# [SHORT TASK]
Please rewrite the entries below, swapping every "snow-covered ground" for "icy ground" and leaving everything else unchanged.

## START PROVIDED MATERIAL

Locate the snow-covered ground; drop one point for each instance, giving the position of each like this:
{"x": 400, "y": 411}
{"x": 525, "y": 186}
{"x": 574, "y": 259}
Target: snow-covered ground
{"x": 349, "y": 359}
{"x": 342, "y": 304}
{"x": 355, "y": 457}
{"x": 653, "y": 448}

## END PROVIDED MATERIAL

# [RESPONSE TO THIS EXERCISE]
Locate the icy ground; drop one point for each instance, giving the position of each like this:
{"x": 400, "y": 411}
{"x": 525, "y": 186}
{"x": 574, "y": 259}
Target: icy ground
{"x": 349, "y": 359}
{"x": 342, "y": 304}
{"x": 355, "y": 457}
{"x": 653, "y": 448}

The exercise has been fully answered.